(Entries on locating named things)
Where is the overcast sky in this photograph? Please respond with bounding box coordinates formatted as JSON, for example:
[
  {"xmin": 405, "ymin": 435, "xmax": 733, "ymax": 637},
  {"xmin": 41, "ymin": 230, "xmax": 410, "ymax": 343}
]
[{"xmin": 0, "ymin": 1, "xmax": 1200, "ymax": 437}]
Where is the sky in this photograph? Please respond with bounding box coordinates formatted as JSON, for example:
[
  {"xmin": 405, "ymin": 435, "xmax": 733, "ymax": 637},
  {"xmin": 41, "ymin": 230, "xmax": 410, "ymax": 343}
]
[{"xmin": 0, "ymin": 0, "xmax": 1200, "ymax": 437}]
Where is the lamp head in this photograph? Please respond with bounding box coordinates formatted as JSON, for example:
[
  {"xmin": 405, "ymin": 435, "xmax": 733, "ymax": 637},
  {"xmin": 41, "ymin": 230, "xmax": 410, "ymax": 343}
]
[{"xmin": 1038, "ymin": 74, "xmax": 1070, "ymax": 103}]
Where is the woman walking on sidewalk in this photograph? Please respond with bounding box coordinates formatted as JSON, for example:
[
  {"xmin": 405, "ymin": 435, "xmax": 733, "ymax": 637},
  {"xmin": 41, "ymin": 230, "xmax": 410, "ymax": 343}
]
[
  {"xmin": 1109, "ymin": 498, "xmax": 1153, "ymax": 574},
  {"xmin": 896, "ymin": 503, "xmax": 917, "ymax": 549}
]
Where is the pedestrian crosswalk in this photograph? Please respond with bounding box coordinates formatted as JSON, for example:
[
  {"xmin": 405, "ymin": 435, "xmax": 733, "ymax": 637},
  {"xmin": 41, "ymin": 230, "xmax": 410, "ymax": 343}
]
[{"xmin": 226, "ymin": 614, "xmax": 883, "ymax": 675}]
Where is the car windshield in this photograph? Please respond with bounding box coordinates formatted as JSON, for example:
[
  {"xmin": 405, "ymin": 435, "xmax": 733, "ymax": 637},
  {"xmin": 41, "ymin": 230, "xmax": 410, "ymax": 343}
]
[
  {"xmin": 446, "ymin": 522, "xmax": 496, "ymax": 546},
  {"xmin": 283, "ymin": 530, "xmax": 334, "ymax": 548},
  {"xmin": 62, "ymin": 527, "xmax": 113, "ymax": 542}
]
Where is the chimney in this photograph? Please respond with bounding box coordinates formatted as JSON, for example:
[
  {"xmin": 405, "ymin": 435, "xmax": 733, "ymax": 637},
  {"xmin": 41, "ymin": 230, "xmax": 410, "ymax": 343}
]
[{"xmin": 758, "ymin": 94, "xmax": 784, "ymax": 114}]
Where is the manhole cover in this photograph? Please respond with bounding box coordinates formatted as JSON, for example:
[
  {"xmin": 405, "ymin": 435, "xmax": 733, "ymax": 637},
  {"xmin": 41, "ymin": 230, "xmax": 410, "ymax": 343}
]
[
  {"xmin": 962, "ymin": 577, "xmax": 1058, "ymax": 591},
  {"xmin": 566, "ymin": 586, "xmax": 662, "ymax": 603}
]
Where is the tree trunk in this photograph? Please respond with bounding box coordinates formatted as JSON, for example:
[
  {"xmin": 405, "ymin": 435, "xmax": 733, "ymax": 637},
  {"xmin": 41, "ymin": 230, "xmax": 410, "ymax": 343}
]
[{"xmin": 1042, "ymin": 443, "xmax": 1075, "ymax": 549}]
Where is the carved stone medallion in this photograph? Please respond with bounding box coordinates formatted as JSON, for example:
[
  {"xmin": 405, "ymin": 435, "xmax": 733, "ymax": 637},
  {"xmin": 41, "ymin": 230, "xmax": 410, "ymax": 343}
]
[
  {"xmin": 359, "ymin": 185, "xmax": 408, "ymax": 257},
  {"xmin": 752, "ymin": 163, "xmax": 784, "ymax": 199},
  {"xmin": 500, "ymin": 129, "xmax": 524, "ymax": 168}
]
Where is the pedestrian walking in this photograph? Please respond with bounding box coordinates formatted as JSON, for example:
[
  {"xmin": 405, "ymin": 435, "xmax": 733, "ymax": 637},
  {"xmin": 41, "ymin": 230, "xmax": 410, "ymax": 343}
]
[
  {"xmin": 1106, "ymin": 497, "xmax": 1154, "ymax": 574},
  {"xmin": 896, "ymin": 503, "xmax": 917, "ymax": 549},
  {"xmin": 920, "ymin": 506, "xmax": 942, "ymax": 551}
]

What you need to do:
Pick out every line in the records above that contains the word "walking" and copy each of those lines.

Task output:
Where is the woman walking on sidewalk in this photograph? Please respond with bounding box coordinates formatted as JSON, for example:
Where is the pedestrian walking in this photograph? Please respond with bounding box coordinates formatted as JSON, for example:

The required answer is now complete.